-- start Supplied records --
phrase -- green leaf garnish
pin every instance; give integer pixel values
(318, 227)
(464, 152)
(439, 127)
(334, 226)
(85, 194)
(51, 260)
-- end Supplied records --
Aim of the task: Return every line of the records above, character for character.

Response:
phrase -- green leaf garnish
pin every instance; give integer pixel values
(318, 227)
(464, 152)
(439, 127)
(334, 226)
(85, 194)
(51, 260)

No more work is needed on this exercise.